● Required task
Give every line of the records below as a JSON list of strings, one string per line, skipping blank lines. Leave the pictures out of the answer.

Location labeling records
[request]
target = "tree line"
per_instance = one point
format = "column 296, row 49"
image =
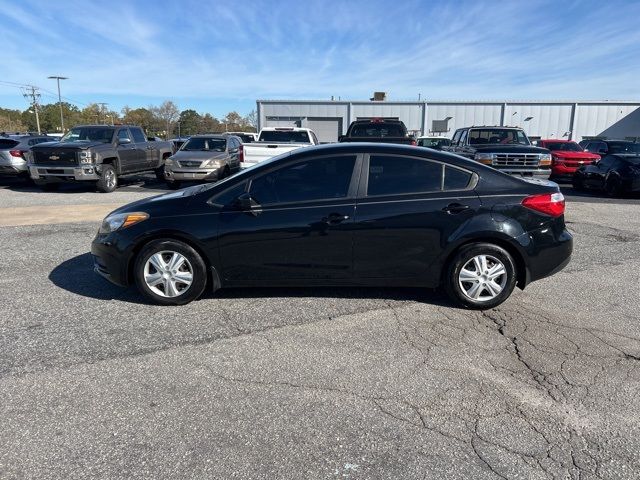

● Answer for this exercise
[
  "[request]",
  "target = \"tree line\"",
  "per_instance = one point",
  "format = \"column 296, row 49\"",
  "image ="
]